_What is needed_: What you return should be each line of the data containing the string "instance".

_Provided records_:
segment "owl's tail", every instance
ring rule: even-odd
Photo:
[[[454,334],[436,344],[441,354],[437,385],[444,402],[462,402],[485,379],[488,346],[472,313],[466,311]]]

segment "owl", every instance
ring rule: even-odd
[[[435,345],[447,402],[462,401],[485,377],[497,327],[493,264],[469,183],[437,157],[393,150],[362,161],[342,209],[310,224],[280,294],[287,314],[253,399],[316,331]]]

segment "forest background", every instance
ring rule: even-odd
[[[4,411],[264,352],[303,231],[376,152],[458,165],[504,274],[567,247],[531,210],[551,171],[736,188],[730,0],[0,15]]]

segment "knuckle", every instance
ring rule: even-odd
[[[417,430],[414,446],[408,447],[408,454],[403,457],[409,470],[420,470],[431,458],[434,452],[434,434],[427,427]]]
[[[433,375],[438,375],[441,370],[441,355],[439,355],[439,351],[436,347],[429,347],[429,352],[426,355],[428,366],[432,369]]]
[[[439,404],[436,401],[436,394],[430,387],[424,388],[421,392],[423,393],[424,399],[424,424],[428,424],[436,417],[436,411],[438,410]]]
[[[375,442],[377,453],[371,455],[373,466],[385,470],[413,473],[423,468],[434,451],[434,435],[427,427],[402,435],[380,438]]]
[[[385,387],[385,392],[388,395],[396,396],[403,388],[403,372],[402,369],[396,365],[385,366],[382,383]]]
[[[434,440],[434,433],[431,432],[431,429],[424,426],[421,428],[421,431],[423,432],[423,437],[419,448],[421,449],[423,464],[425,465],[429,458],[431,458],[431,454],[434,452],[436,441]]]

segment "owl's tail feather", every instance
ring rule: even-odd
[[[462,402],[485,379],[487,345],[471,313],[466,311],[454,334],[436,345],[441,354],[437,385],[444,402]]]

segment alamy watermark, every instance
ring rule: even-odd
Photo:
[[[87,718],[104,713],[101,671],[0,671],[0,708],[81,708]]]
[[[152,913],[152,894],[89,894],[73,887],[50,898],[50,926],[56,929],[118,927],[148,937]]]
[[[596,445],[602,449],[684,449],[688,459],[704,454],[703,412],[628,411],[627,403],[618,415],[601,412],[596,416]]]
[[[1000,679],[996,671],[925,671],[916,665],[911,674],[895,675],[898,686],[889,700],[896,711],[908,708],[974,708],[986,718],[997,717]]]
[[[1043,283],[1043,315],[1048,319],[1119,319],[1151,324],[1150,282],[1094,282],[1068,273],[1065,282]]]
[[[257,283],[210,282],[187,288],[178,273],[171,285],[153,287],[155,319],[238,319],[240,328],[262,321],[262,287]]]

_Your response_:
segment "owl's tail", every instance
segment "owl", every instance
segment "forest background", every instance
segment "knuckle", every instance
segment "owl's tail feather", every instance
segment alamy watermark, every instance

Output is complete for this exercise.